>>>
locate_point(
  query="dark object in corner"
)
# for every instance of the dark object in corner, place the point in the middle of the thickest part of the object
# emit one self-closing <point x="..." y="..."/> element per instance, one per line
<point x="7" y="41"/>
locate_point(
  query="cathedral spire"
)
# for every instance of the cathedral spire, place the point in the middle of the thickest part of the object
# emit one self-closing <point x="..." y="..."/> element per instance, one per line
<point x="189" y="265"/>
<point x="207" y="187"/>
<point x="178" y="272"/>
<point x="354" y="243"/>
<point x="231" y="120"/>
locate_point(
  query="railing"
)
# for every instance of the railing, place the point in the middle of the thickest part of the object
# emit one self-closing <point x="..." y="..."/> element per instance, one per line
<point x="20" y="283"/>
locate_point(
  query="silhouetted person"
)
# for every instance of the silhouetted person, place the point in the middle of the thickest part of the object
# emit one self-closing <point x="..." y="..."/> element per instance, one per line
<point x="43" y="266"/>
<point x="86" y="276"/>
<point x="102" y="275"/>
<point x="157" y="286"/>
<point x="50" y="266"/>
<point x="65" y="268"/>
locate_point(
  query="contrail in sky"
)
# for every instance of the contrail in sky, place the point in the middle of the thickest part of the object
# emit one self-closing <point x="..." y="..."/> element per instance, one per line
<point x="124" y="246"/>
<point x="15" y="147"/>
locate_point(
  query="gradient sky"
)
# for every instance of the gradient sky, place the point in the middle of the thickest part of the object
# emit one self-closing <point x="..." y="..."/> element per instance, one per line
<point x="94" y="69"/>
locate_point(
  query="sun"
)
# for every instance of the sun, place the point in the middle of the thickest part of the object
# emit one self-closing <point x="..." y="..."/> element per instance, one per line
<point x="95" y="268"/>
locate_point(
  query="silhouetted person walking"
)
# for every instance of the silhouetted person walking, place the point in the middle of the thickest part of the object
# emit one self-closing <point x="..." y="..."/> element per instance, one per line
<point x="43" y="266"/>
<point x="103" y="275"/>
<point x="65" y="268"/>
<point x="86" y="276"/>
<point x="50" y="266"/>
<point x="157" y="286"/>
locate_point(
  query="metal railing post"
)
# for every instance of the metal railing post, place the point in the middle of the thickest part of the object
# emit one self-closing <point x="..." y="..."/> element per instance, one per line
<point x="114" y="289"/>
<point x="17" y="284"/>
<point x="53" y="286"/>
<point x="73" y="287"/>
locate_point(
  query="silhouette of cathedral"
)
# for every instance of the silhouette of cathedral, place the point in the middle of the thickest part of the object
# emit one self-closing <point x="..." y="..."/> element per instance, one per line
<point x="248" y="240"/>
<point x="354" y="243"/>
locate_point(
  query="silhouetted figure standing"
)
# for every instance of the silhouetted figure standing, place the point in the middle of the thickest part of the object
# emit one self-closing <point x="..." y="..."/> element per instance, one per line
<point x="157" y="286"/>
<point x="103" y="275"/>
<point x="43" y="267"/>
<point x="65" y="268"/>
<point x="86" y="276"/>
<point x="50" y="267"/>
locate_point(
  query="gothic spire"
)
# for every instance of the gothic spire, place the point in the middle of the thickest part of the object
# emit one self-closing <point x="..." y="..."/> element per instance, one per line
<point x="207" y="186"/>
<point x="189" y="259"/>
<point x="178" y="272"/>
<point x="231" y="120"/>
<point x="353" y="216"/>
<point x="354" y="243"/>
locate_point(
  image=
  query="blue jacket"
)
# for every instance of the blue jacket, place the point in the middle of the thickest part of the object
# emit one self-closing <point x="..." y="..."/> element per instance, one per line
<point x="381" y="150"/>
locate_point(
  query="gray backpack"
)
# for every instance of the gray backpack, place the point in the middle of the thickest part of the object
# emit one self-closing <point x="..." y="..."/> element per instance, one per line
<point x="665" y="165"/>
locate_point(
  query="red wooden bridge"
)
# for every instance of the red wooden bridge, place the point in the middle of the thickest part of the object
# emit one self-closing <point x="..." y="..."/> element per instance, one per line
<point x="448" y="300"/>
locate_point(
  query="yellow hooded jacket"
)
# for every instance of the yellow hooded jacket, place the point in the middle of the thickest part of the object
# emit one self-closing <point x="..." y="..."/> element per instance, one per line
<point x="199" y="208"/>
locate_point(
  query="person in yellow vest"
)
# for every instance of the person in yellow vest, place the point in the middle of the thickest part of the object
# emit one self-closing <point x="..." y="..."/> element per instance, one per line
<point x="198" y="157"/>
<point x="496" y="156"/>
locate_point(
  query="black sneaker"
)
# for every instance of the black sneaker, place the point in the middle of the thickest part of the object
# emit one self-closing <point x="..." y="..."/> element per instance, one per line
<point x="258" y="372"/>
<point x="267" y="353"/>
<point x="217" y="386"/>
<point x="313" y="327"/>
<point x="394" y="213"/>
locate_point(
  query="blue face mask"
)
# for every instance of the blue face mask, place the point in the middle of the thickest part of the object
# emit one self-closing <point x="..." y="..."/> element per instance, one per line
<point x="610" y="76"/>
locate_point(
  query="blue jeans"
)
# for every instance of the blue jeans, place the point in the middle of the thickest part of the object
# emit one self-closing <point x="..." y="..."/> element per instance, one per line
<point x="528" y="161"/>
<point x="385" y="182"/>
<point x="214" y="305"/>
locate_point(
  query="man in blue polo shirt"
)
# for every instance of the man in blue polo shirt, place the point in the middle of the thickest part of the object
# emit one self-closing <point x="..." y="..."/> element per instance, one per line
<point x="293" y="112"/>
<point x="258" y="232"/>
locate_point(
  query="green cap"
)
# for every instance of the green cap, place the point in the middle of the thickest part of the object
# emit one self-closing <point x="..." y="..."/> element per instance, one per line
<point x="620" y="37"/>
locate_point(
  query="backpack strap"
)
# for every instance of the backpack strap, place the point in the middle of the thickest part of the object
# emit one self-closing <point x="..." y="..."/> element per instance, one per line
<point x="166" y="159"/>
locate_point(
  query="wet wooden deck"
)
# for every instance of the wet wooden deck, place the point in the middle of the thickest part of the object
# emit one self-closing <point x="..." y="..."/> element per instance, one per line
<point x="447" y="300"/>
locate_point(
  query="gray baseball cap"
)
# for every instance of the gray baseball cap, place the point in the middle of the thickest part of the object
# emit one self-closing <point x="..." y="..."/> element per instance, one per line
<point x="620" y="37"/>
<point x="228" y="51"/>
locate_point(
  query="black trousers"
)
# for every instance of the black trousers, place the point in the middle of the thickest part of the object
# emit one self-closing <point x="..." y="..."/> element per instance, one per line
<<<
STATED GOAL = Transcribe every entry word for word.

THE COMPLETED TASK =
locate_point(
  query="dark object in corner"
)
# for every instance of the dark object in corner, place the point in the middle of the thickest part of the object
# emit one self-closing <point x="..." y="..."/> element per instance, one per line
<point x="7" y="41"/>
locate_point(
  query="cathedral spire"
)
# for every instance of the cathedral spire, place the point in the middle of the thickest part of the object
# emit one self-closing <point x="..." y="..."/> element per instance, one per line
<point x="189" y="265"/>
<point x="207" y="187"/>
<point x="178" y="272"/>
<point x="354" y="243"/>
<point x="231" y="120"/>
locate_point(
  query="railing"
)
# for every instance of the railing, place the point in the middle of the thickest part of the object
# emit one self-closing <point x="..." y="..."/> element per instance, one per line
<point x="20" y="283"/>
locate_point(
  query="silhouetted person"
)
# for every instance of the silhouetted person, place the point in the middle of the thickest part of the object
# emit one self-closing <point x="..." y="..."/> element per instance, one per line
<point x="43" y="266"/>
<point x="86" y="276"/>
<point x="102" y="275"/>
<point x="157" y="286"/>
<point x="50" y="266"/>
<point x="65" y="268"/>
locate_point(
  query="contrail in sky"
)
# for every instance of the contrail in sky, place the point in the middle of the thickest part of the object
# emit one self-closing <point x="..." y="..."/> element per instance, one per line
<point x="124" y="246"/>
<point x="15" y="147"/>
locate_point(
  query="gradient sky"
)
# for every instance of the gradient sky, place the point in the middle of the thickest part of the object
# emit one self-closing <point x="..." y="..."/> element per instance, one per line
<point x="94" y="69"/>
locate_point(
  query="sun"
)
# for every instance of the sun, place the point in the middle of the thickest part of the object
# emit one self-closing <point x="..." y="..."/> element per instance, one per line
<point x="95" y="268"/>
locate_point(
  query="silhouetted person walking"
)
# for every instance of the silhouetted person walking, place the point in the middle of the thickest part of the object
# emit one self-closing <point x="..." y="..."/> element per instance, one per line
<point x="43" y="266"/>
<point x="103" y="275"/>
<point x="65" y="268"/>
<point x="86" y="276"/>
<point x="50" y="266"/>
<point x="157" y="286"/>
locate_point(
  query="metal railing post"
)
# for every instance of the metal railing post, place the point in the middle of the thickest part of the object
# emit one self-closing <point x="..." y="..."/> element per instance, one per line
<point x="114" y="289"/>
<point x="17" y="284"/>
<point x="53" y="286"/>
<point x="73" y="287"/>
locate_point(
  query="silhouette of cathedral"
)
# for every instance of the silhouette of cathedral, place the point in the middle of the thickest part of the object
# emit one self-closing <point x="..." y="..."/> element per instance, one per line
<point x="248" y="240"/>
<point x="354" y="243"/>
locate_point(
  query="silhouetted figure standing"
)
# for every instance of the silhouetted figure standing, place the point in the middle of the thickest part of the object
# emit one self-closing <point x="..." y="..."/> element per instance, one per line
<point x="157" y="286"/>
<point x="103" y="275"/>
<point x="43" y="267"/>
<point x="65" y="268"/>
<point x="86" y="276"/>
<point x="50" y="267"/>
locate_point(
  query="gothic spire"
)
# for every instance of the gothic spire, place the point in the middle of the thickest part of the object
# emit one self-closing <point x="..." y="..."/> element per instance, one per line
<point x="207" y="186"/>
<point x="189" y="259"/>
<point x="178" y="272"/>
<point x="231" y="120"/>
<point x="353" y="216"/>
<point x="354" y="243"/>
locate_point(
  image=
  query="blue jacket"
)
# for every instance of the blue jacket, place the point in the middle of the thickest part of the object
# emit one self-closing <point x="..." y="..."/> element per instance, one per line
<point x="381" y="150"/>
locate_point(
  query="gray backpack"
)
# for every instance of the gray backpack, place the point in the middle of the thickest part of the object
# emit one self-closing <point x="..." y="..."/> element per instance, one per line
<point x="665" y="165"/>
locate_point(
  query="red wooden bridge"
)
# for every instance of the red wooden bridge, place the point in the middle of the thickest part of the object
# emit one self-closing <point x="..." y="..."/> element per instance, one per line
<point x="448" y="300"/>
locate_point(
  query="yellow hooded jacket"
)
# for every instance of the yellow hooded jacket, place the point in the middle of the thickest part of the object
# emit one self-closing <point x="..." y="..."/> element per instance, one per line
<point x="199" y="208"/>
locate_point(
  query="person in yellow vest"
)
# for every instance of the person in yellow vest, place the point in the middle of the thickest part of the object
# emit one self-closing <point x="..." y="..."/> element per instance, one per line
<point x="198" y="157"/>
<point x="496" y="156"/>
locate_point(
  query="black sneaker"
)
# for every instance of the black sneaker, place the point in the middle of the thickest part of the object
# emit one self-closing <point x="..." y="..."/> element per instance, one per line
<point x="258" y="372"/>
<point x="267" y="353"/>
<point x="217" y="386"/>
<point x="313" y="327"/>
<point x="394" y="213"/>
locate_point(
  query="blue face mask"
)
# for every instance of the blue face mask, place the point in the middle of the thickest part of the object
# emit one self-closing <point x="..." y="..."/> element per instance, one per line
<point x="610" y="76"/>
locate_point(
  query="blue jeans"
)
# for every instance of the blue jeans, place the point in the middle of the thickest part of the object
# emit one self-closing <point x="..." y="..."/> element per instance, one per line
<point x="528" y="161"/>
<point x="385" y="182"/>
<point x="214" y="305"/>
locate_point(
  query="man in blue polo shirt"
)
# for every instance of the man in blue polo shirt, place the point in the middle of the thickest part of the object
# emit one self-closing <point x="..." y="..."/> element per instance, one per line
<point x="293" y="112"/>
<point x="258" y="232"/>
locate_point(
  query="green cap"
)
# for every instance of the green cap, place the point in the middle of the thickest part of the object
# emit one self-closing <point x="..." y="..."/> element per instance, one per line
<point x="620" y="37"/>
locate_point(
  query="backpack strap"
)
# for every instance of the backpack strap, place the point in the middle of the thickest part of the object
# emit one self-closing <point x="..." y="..."/> element per instance, one per line
<point x="166" y="159"/>
locate_point(
  query="wet wooden deck"
)
# for every instance of the wet wooden deck, place the point in the middle of the thickest part of the object
# emit one self-closing <point x="..." y="..."/> element per instance, one per line
<point x="447" y="300"/>
locate_point(
  query="gray baseball cap"
)
# for every instance of the gray baseball cap, place the point in the middle of the thickest part of the object
# emit one self-closing <point x="..." y="..."/> element per instance, one per line
<point x="620" y="37"/>
<point x="228" y="51"/>
locate_point(
  query="black trousers"
)
# for every instance of the black trousers, place the point in the middle of the thickest part of the object
# emit one self-closing <point x="..." y="..."/> element per instance, one per line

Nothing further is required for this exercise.